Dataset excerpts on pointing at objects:
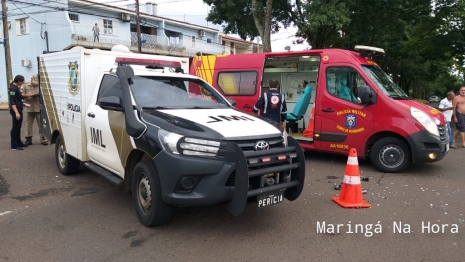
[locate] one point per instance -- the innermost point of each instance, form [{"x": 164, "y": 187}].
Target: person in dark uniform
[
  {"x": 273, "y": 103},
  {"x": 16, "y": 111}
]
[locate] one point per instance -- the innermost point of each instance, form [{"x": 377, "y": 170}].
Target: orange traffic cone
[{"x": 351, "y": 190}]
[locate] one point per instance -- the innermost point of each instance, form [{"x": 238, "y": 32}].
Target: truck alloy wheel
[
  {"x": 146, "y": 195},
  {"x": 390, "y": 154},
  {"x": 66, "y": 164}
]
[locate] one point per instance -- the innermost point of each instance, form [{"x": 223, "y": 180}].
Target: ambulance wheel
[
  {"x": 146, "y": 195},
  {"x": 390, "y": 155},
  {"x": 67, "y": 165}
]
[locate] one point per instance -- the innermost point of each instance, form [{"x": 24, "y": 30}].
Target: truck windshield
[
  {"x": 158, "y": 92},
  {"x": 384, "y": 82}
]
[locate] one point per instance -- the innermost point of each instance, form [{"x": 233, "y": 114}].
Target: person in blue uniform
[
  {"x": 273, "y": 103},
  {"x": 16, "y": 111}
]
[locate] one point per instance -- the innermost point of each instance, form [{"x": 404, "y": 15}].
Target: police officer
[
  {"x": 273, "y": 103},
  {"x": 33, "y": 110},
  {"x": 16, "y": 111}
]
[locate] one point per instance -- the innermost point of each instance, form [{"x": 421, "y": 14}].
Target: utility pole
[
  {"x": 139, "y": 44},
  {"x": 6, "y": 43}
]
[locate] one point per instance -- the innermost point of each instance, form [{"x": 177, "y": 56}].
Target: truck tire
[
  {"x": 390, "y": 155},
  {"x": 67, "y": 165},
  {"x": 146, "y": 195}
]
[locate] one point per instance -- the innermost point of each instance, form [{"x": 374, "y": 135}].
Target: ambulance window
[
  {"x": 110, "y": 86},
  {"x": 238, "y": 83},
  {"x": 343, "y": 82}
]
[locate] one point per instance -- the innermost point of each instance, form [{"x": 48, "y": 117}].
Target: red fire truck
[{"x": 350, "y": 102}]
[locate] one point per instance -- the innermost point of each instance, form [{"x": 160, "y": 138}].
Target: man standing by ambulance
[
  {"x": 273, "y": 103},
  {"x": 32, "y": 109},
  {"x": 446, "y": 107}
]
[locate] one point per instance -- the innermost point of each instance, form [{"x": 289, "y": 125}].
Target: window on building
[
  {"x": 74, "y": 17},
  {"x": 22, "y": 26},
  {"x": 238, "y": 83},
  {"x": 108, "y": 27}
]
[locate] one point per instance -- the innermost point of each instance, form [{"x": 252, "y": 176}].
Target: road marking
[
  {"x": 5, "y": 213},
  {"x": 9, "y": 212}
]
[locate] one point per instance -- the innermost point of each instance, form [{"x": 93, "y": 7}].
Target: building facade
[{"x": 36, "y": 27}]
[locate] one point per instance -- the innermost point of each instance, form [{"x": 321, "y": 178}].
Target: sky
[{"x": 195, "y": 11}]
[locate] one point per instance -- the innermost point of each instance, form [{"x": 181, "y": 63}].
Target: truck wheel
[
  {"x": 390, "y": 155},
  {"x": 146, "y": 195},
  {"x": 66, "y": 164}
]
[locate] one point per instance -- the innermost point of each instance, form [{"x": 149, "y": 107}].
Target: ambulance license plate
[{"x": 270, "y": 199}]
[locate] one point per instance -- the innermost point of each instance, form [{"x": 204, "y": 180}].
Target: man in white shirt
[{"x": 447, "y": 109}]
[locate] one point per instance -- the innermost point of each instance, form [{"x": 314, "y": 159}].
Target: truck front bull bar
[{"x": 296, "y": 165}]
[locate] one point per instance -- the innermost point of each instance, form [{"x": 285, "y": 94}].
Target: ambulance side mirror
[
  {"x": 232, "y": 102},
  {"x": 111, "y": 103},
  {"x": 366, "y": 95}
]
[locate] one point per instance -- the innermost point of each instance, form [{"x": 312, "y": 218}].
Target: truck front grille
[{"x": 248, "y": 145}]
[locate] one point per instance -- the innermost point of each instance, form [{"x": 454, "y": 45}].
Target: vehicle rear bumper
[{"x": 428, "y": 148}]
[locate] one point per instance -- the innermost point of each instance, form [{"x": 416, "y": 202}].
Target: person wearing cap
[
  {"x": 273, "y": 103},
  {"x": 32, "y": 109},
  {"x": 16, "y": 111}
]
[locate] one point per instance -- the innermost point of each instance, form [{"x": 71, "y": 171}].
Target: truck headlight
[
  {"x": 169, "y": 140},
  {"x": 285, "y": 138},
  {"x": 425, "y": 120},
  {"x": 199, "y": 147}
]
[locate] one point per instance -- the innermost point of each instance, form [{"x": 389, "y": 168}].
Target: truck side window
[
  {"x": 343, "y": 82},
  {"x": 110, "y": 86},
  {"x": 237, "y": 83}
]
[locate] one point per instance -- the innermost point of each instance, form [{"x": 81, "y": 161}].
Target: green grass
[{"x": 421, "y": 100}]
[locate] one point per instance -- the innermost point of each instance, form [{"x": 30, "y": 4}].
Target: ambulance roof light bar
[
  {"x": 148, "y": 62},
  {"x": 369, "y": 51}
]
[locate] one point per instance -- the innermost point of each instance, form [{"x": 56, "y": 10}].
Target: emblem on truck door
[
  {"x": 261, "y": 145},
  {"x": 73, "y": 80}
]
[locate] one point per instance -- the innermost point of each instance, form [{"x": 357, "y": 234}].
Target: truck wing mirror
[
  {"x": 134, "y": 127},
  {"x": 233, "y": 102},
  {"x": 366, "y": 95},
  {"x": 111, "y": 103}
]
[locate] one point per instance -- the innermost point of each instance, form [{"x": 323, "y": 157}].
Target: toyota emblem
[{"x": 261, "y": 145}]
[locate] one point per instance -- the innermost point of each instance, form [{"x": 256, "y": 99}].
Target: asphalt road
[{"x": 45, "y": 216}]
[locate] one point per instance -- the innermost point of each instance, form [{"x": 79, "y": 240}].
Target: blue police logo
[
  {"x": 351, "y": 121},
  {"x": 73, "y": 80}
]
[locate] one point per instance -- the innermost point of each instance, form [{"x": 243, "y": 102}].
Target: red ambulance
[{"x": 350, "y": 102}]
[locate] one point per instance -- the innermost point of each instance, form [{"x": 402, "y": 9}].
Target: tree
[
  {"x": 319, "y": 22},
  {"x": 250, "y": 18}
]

--

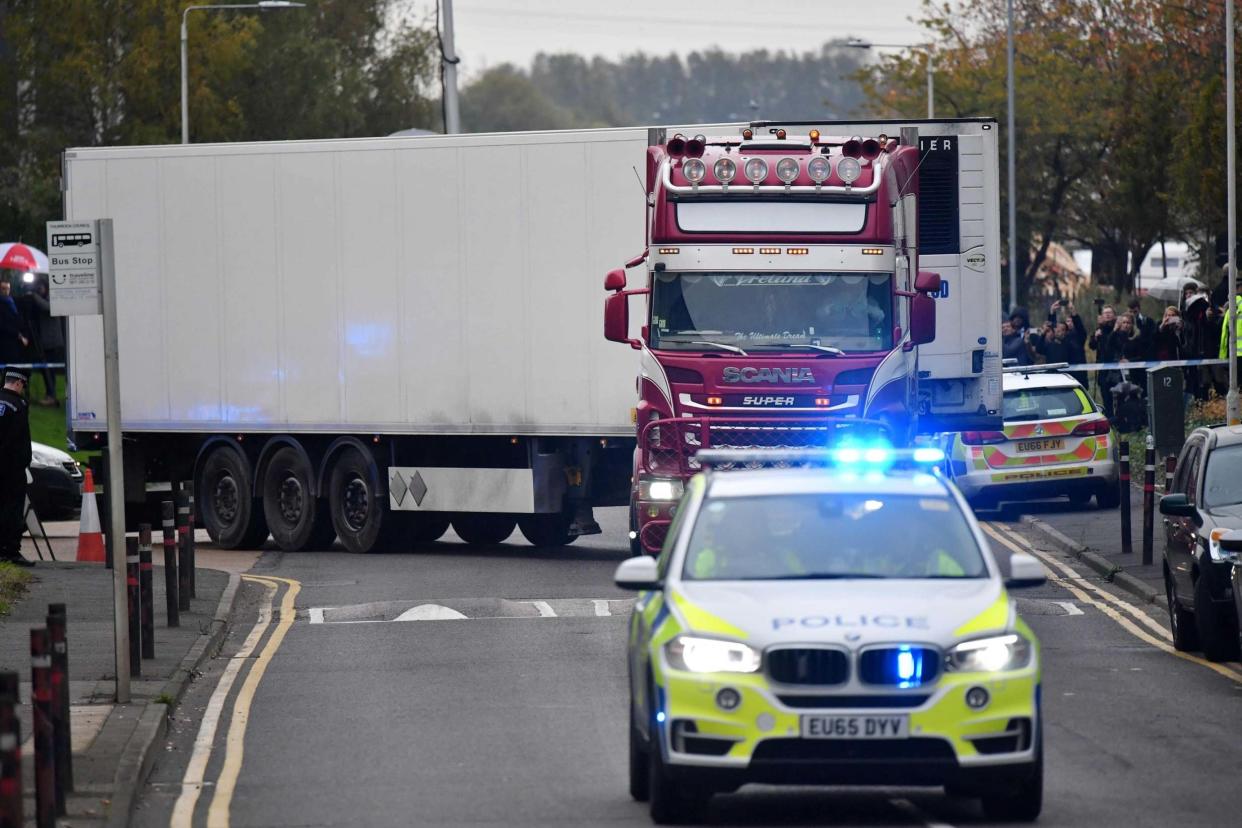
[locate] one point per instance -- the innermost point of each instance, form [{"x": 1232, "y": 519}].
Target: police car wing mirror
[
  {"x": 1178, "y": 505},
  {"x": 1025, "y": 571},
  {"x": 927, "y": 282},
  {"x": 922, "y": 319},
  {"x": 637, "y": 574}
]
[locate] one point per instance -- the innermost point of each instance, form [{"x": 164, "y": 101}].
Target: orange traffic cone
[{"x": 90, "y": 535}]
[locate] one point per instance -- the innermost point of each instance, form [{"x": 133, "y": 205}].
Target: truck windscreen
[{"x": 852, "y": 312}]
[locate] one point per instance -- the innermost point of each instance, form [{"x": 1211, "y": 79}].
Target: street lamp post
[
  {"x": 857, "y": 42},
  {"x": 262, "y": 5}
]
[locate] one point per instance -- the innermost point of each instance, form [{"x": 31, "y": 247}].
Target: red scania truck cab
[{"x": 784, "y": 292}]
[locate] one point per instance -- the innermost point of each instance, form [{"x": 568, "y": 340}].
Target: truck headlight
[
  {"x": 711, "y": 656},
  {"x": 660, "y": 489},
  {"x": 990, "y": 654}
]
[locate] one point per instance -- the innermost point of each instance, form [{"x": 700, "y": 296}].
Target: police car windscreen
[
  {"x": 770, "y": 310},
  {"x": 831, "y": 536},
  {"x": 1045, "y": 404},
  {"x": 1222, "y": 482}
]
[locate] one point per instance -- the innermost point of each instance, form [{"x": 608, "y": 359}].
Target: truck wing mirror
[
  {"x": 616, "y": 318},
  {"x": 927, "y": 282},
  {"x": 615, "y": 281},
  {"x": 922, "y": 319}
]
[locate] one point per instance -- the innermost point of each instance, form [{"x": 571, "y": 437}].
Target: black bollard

...

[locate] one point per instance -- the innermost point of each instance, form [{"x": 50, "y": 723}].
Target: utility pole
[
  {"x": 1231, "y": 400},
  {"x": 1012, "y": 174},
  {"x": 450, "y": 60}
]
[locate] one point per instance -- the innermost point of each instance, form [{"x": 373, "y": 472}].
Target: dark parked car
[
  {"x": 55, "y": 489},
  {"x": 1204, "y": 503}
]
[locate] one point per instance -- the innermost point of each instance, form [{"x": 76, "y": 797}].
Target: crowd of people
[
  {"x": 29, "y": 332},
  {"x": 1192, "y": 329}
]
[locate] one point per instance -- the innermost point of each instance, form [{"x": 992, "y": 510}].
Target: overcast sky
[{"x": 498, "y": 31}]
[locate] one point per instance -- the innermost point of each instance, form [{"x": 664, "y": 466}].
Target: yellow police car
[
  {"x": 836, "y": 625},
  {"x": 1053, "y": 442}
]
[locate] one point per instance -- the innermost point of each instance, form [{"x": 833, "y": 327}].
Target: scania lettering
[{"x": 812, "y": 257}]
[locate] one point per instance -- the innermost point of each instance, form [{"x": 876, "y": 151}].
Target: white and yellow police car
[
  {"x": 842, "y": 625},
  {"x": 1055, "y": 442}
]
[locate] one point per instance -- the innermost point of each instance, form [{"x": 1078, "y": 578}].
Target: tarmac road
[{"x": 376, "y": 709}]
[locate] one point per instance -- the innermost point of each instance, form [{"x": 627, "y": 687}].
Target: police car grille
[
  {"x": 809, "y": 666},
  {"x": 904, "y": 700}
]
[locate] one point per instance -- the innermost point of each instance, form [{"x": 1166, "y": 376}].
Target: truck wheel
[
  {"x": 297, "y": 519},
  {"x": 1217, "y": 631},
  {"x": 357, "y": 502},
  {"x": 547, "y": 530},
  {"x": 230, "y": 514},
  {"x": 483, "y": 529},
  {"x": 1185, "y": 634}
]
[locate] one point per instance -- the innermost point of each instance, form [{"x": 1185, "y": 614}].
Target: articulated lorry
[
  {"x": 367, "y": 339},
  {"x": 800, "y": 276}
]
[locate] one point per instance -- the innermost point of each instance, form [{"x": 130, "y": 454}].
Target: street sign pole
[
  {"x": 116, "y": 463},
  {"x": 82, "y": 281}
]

Stated exercise:
List every line in the dataset excerpts above that contains the word "building", treating uppercase and lowercase as distinct.

Exercise solution:
Target: window on building
Target: building facade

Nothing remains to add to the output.